## Task description
Reproduce all of the material, keeping each line intact.

● ● ● ● ● ● ●

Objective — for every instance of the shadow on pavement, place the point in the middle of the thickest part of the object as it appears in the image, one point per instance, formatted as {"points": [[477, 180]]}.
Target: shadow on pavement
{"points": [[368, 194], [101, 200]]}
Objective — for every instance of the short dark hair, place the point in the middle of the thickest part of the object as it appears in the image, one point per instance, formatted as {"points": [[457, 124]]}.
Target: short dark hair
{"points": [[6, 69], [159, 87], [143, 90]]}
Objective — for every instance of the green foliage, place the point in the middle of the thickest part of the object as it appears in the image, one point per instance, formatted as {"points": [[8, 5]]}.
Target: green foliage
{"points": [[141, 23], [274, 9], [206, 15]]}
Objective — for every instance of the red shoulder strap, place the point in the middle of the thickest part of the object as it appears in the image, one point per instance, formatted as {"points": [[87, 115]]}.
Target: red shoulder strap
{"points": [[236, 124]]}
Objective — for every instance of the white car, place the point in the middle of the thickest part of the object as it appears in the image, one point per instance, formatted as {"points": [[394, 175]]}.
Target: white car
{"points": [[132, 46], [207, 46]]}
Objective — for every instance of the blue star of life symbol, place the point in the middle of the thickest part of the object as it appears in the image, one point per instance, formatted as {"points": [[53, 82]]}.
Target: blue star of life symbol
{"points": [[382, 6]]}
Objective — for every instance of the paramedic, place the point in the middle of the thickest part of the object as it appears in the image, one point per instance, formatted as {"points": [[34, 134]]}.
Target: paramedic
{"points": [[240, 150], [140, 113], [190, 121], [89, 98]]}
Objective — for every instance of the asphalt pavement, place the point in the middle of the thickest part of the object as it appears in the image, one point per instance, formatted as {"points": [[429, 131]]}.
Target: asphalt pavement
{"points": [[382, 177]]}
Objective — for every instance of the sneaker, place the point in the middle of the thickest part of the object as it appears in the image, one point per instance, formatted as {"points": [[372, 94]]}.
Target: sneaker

● ● ● ● ● ● ●

## Answer space
Objective — for every instance of the shadow on pavement, place the point in the middle of the thickest part of the object as it appears in the image, one point per instance, formatted as {"points": [[477, 180]]}.
Target: shadow on pavement
{"points": [[368, 194], [101, 200]]}
Objective — for every instance of the short dark hair, place the point in the middle of the thickest part of the object as it appears in the image, one point per instance, formatted as {"points": [[457, 124]]}.
Target: short dark hair
{"points": [[6, 69], [159, 87], [143, 90]]}
Objective — for every instance of the green foliage, place the point in the middle of the thickest part of the object as it appears in the image, one point per instance, formatted as {"points": [[8, 5]]}.
Target: green foliage
{"points": [[141, 23], [274, 9], [206, 15]]}
Objective — for every instance of the red shoulder strap, place the point in the middle of the thickest part of the object as it appears in the image, one point per instance, formatted as {"points": [[87, 115]]}.
Target: red shoulder strap
{"points": [[236, 124]]}
Objective — for every instance of the white car, place the point in the middle of the thickest part of the object as it appears in the image, one point per instance, formatted as {"points": [[394, 175]]}.
Target: white car
{"points": [[132, 46], [207, 46]]}
Objective — for every instance of the blue star of life symbol, place the point in the middle of the thickest part of the object as it appears in the image, one point per instance, formatted as {"points": [[53, 82]]}.
Target: blue star of life symbol
{"points": [[382, 6]]}
Objective — for every instance of the paramedic, place the point in the middle of the thickest part of the object as it appears in the image, one point per instance, formatted as {"points": [[34, 134]]}.
Target: paramedic
{"points": [[240, 150], [140, 113], [190, 121], [89, 98]]}
Objective — for every instance of the asphalt pavement, place the point in the middle of the thickest part of the object as it appears in the image, one point per instance, formatted as {"points": [[429, 131]]}.
Target: asphalt pavement
{"points": [[382, 177]]}
Objective — for every instance of the sneaker, place the point in the middle of the thickest part of the object as it appears in the image, one point per instance, formatted as {"points": [[372, 94]]}.
Target: sneaker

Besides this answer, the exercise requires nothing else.